Given task: Quote the rows below verbatim, omitting the pictures from your answer.

+++ Raw data +++

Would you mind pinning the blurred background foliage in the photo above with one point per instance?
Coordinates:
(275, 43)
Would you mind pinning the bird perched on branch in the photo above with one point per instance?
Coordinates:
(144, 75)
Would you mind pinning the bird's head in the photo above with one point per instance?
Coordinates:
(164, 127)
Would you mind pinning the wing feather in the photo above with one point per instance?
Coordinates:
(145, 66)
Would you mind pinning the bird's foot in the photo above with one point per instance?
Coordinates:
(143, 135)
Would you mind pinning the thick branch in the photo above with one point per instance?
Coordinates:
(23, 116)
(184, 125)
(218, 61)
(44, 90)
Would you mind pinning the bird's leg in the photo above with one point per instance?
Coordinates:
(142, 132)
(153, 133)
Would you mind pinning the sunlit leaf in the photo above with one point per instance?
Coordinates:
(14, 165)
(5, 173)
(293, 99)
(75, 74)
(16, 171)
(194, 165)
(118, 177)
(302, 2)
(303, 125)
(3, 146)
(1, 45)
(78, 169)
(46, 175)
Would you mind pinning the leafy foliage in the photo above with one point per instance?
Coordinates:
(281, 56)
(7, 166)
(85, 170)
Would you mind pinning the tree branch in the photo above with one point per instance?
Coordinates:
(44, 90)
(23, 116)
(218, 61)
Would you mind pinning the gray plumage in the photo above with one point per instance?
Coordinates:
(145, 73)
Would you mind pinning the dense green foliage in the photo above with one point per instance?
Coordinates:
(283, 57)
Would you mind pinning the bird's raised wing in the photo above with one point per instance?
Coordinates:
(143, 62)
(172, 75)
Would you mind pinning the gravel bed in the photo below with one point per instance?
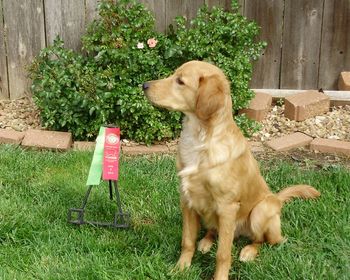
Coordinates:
(19, 114)
(334, 124)
(22, 114)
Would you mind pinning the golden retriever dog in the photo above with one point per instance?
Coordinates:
(220, 179)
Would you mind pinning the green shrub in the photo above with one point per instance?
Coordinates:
(80, 93)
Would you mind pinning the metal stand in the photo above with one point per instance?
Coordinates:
(121, 219)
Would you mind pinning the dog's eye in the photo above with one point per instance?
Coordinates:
(179, 81)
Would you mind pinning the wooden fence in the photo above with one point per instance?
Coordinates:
(308, 40)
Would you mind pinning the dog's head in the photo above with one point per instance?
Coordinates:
(196, 87)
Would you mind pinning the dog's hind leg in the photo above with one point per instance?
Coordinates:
(190, 228)
(265, 225)
(207, 241)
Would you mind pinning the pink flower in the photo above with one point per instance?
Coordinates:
(152, 42)
(140, 45)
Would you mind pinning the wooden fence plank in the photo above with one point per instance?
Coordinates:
(65, 18)
(335, 45)
(25, 38)
(301, 43)
(158, 7)
(4, 92)
(269, 15)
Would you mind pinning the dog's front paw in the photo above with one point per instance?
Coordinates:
(248, 253)
(184, 262)
(204, 245)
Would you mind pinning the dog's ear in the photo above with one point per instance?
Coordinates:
(210, 97)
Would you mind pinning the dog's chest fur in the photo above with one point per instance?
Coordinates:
(193, 155)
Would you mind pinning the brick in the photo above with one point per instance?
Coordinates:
(330, 146)
(42, 139)
(302, 106)
(9, 136)
(289, 142)
(258, 106)
(84, 146)
(344, 81)
(145, 150)
(256, 147)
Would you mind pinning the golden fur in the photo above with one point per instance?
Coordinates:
(220, 179)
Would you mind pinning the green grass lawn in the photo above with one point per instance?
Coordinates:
(36, 242)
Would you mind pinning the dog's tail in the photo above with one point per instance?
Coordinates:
(302, 191)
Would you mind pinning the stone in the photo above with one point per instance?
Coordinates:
(344, 81)
(289, 142)
(302, 106)
(258, 106)
(330, 146)
(11, 136)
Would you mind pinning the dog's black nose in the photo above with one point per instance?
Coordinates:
(145, 86)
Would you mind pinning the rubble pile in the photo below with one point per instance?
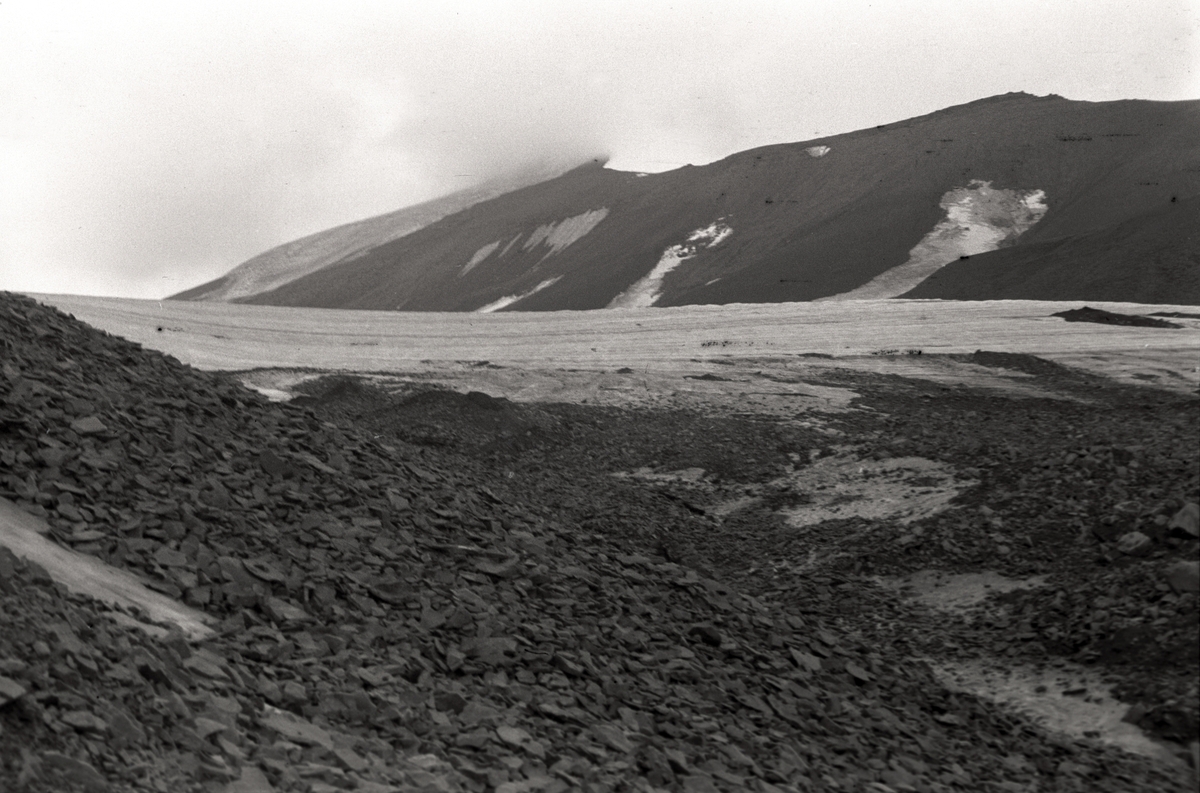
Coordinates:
(397, 616)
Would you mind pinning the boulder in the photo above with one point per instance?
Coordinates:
(1183, 576)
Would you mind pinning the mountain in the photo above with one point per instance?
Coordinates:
(291, 260)
(1011, 196)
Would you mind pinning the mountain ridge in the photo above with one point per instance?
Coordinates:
(810, 220)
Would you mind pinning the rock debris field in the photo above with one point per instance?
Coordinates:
(401, 587)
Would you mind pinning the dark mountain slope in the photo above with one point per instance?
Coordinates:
(1153, 258)
(808, 220)
(292, 260)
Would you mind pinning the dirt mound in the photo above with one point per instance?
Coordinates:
(396, 617)
(1089, 314)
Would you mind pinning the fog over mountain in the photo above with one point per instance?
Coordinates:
(149, 148)
(1013, 196)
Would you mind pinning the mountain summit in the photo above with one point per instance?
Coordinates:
(1011, 197)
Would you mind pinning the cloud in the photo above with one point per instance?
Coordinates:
(145, 148)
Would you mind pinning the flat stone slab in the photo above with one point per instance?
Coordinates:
(24, 535)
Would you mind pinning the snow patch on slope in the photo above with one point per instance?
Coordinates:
(559, 235)
(496, 305)
(647, 289)
(480, 254)
(978, 218)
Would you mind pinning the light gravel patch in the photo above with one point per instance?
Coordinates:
(900, 488)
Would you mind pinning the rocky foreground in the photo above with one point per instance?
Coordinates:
(436, 592)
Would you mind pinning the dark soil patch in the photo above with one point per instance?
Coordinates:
(486, 611)
(1089, 314)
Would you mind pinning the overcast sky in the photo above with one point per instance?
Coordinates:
(149, 146)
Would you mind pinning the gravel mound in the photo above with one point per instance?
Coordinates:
(471, 616)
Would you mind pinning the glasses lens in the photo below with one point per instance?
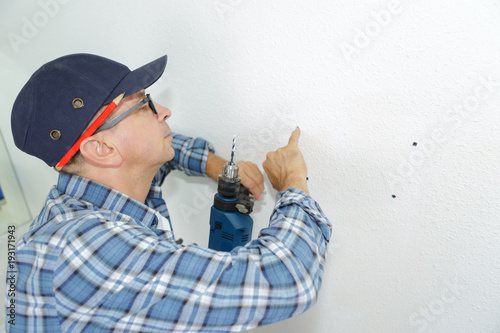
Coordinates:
(151, 104)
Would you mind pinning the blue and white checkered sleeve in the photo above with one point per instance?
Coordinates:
(191, 155)
(122, 276)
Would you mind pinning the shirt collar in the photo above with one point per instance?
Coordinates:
(106, 198)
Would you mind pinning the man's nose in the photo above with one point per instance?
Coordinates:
(163, 113)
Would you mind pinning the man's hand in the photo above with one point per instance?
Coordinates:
(286, 167)
(251, 177)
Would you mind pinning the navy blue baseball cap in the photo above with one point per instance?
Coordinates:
(60, 99)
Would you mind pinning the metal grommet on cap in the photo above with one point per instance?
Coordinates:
(77, 103)
(55, 135)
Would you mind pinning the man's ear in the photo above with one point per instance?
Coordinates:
(100, 154)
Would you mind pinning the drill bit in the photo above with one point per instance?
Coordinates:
(232, 149)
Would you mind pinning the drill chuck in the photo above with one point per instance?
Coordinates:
(230, 222)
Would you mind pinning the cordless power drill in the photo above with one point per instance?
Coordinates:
(230, 222)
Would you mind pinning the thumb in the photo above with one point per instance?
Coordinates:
(294, 138)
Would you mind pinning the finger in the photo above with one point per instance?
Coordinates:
(252, 178)
(294, 138)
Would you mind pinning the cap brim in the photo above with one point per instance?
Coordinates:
(139, 79)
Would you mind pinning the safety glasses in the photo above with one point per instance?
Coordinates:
(115, 121)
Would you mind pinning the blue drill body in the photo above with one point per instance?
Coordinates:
(230, 222)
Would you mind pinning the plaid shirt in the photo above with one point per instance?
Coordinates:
(94, 261)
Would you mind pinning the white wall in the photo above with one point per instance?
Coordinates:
(364, 80)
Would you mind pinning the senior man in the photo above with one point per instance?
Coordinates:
(94, 259)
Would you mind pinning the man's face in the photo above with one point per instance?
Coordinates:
(142, 137)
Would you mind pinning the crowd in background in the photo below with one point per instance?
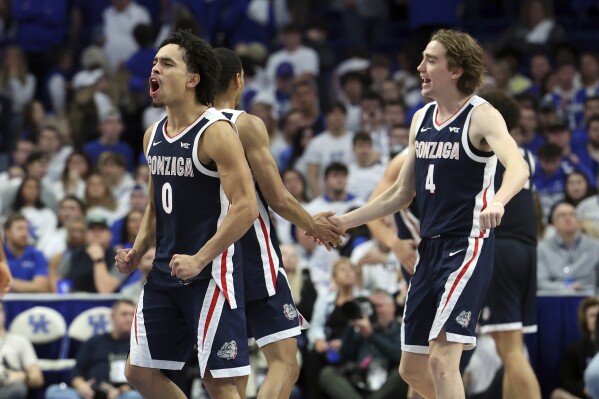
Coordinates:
(336, 85)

+++

Task output:
Would you mind pinning the blurred background foliage in the photo above with one point per instance?
Coordinates:
(275, 43)
Would you mind pinning the bird perched on branch in the photo above with one point per instance?
Coordinates:
(144, 75)
Would you mind pinning the bird's head in the photo above with one point per instance?
Coordinates:
(164, 127)
Would you mind pinning the wing feather in the photo above with one point per instance?
Coordinates:
(145, 66)
Would you mind pinning the bird's foot in the photo above with one point per instance?
Coordinates:
(143, 135)
Would you mind pinning the thick branch in the photo above with one point per instance?
Coordinates:
(23, 116)
(184, 125)
(218, 61)
(44, 90)
Would you mind pinning the bird's leg in the photo above with one point per instance?
Coordinates:
(142, 132)
(153, 133)
Would you mind pinning the sunlit leaf in the photo above with one point per instance?
Coordinates:
(14, 165)
(5, 173)
(293, 99)
(75, 74)
(16, 171)
(194, 165)
(118, 177)
(302, 2)
(303, 125)
(3, 146)
(1, 45)
(78, 169)
(46, 175)
Would you mind pinning the leafy foliage in the photo above with one point per instance?
Coordinates:
(281, 56)
(7, 166)
(85, 170)
Would you mind pinning the tree branch in the photo above with one point per instance?
Coordinates:
(44, 90)
(23, 116)
(218, 61)
Would you mind pinning the gray plumage in the photo above with one point per instance?
Coordinates:
(145, 73)
Would you mind pinning the dense green foliage in the photo above with one point per instance?
Coordinates:
(283, 57)
Would you mind pinning the bird's raised wing in the photo above with one point per instance?
Coordinates:
(143, 62)
(172, 75)
Would you mind pinning the gravel bed in the photo below with one point per instance?
Coordinates:
(19, 114)
(334, 124)
(22, 114)
Would you mind pinning the golden retriever dog in the photo above with one point per instance?
Coordinates:
(220, 179)
Would you mind pinning the green shrub in the photo above with one point per instance?
Coordinates:
(80, 93)
Would you mind pinning the metal stand in the photo above with one point per instance?
Coordinates:
(121, 219)
Would you mind pinning the dog's eye in the photo above with one point per instance?
Coordinates:
(179, 81)
Would you mind pinning the wooden fence in the photo above with one point per instance?
Coordinates:
(308, 40)
Would you mind pinning the dog's head in the photo above with one point per instance?
Coordinates:
(196, 87)
Would you mind pinning the dog's hind leg in the photo above with one point per instance?
Coordinates:
(190, 228)
(265, 225)
(207, 241)
Would you mind pinning the pink flower in the photo above with one point per instance?
Coordinates:
(152, 42)
(140, 45)
Would you mind pinning the wooden fence plank in the photo above with one point per instance?
Coordinates:
(65, 18)
(335, 45)
(25, 38)
(301, 43)
(158, 7)
(4, 92)
(269, 15)
Would you mind pinning the dog's front paw in the photo above with one point per instance?
Coordinates:
(248, 253)
(184, 262)
(204, 245)
Would you mind pinning the dog's ear in the photo above with one point per instance?
Coordinates:
(210, 97)
Would you mind pinning the dog's chest fur in the photo above with one point per instance?
Coordinates:
(193, 155)
Would you mind pinning the brick in the photo above with one point per instance?
Coordinates:
(330, 146)
(42, 139)
(302, 106)
(9, 136)
(289, 142)
(258, 106)
(84, 146)
(344, 81)
(145, 150)
(256, 147)
Would you mind pinning the golden fur in the photo above with one point per instance?
Coordinates:
(220, 179)
Would you mind pinning the green grass lawn in the photo above with one point per instance?
Coordinates:
(36, 242)
Would you mind pinning the dog's tail in the photo above with one point per instance?
Coordinates:
(302, 191)
Would you mind pinning the stone in the photo above with one point per instance?
Coordinates:
(344, 81)
(289, 142)
(302, 106)
(258, 106)
(330, 146)
(11, 136)
Would you mind pinning the dog's black nose in the photo above with one point per instance?
Coordinates:
(145, 86)
Would you mind pinning the rubble pile in the photo below with one point per instance?
Coordinates:
(397, 616)
Would you mind pinning the boulder in the photo above with one point per instance?
Coordinates:
(1183, 576)
Would you mind pinning the mountain in the photo above with one point per instance?
Coordinates:
(291, 260)
(1011, 196)
Would you mind pinning the mountain ridge in the photo above with one point per instance?
Coordinates:
(810, 220)
Would you mind pinning the rock debris field in the photo above with one point per instance?
Coordinates:
(401, 587)
Would you mind pinning the dark mountain slope in the photo above with one point per instance?
Coordinates:
(1153, 258)
(808, 220)
(292, 260)
Would you mind pinning the dirt mound in the photo above with one point per instance?
Coordinates:
(396, 617)
(1089, 314)
Would you mind pinning the fog over mountain in the photo above with one point per instance?
Coordinates:
(149, 148)
(1013, 196)
Would you mind pinning the mountain summit in the photo above with one point per instance?
Coordinates:
(1011, 197)
Would you mind pinning the cloud in the photo above with one point per instance?
Coordinates:
(145, 148)
Would you mind pinning the flat stone slab in the photo above with one point per instance?
Coordinates:
(24, 535)
Would you mind pinning the snow patch on slope in the photo above with one point per instance?
Coordinates:
(559, 235)
(496, 305)
(647, 289)
(480, 254)
(978, 218)
Would you mind pinning the light gravel patch in the photo above with one point per instance?
Coordinates:
(900, 488)
Would you mind pinning the rocky foreground in the photo above with one point per instance?
Coordinates:
(436, 592)
Would you mind pinning the dark soil patch in the photo above with one point per instance?
Coordinates:
(486, 611)
(1089, 314)
Would you mind pinning the overcast sky in the photo above with one point per instance?
Coordinates:
(149, 146)
Would you mind pinning the gravel mound in the photo above with one point per instance?
Coordinates:
(471, 616)
Would you mind pinning the glasses lens in the photo below with one point per instance?
Coordinates:
(151, 104)
Would you mind pinning the blue and white checkered sleeve in the photo above with one point per instance?
Coordinates:
(191, 155)
(122, 276)
Would you mind pinning the shirt collar in the photo above with one point per instance?
Coordinates:
(106, 198)
Would you mind pinning the man's nose in the photo above with one point per instance?
Coordinates:
(163, 113)
Would you mind pinning the man's hand in the photo above with one point per instance?
Coordinates:
(286, 167)
(251, 177)
Would you mind pinning the navy blue baseball cap in the photo above with one point per instance?
Coordinates:
(60, 99)
Would you mind pinning the metal grommet on cap in the photo above with one point per instance?
Coordinates:
(77, 103)
(55, 135)
Would you mind pinning the man's ear in the photo above with one point per instance?
Coordinates:
(100, 154)
Would you mind pinning the drill bit in the photo above with one point per instance?
Coordinates:
(232, 149)
Would you mind pinning the drill chuck in the photo above with one point per instance?
Coordinates:
(230, 222)
Would you mind pinning the cordless power drill in the photo above with one point per instance?
Coordinates:
(230, 222)
Would you mind pinning the thumb in the photo above with one point per instance?
Coordinates:
(294, 138)
Would you mind pinning the finger in the photo above with one point per instance?
Coordinates:
(252, 178)
(294, 138)
Would you mind pinning the cap brim in the photo above with one point per instance?
Coordinates:
(139, 79)
Would you mind pinning the safety glasses in the photo above with one point per instance?
Coordinates:
(115, 121)
Would you mind pinning the blue drill body in the photo above with one point per instance?
Coordinates:
(230, 222)
Would you mind pinning the plaid shirt in the photo above with one point per instance?
Coordinates:
(94, 261)
Would you mind pinning the white wall in the photo above with one point per instance?
Coordinates:
(364, 80)
Would you mind pinning the senior man in the photo above with one point per instance?
Coordinates:
(94, 259)
Would you mind pinning the man's face in the photo above with one point per instance?
Coordinates:
(142, 137)
Would you mind pinning the crowd in background in the photo below with one point per instance?
Coordinates:
(336, 85)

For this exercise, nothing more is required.